- _Written task_:
Convert the rows below into a JSON array of strings with one string per line, omitting blank lines.

--- start Provided material ---

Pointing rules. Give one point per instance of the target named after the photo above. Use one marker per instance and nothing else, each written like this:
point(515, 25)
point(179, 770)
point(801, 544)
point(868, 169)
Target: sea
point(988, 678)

--- end Provided material ---

- _Full answer_:
[
  "Pointing rules. Give one point per instance of the target named after the photo above. Use one marker per instance and nothing else, each written like this:",
  "point(515, 25)",
  "point(179, 770)",
  "point(801, 544)",
  "point(868, 169)",
  "Target: sea",
  "point(988, 678)"
]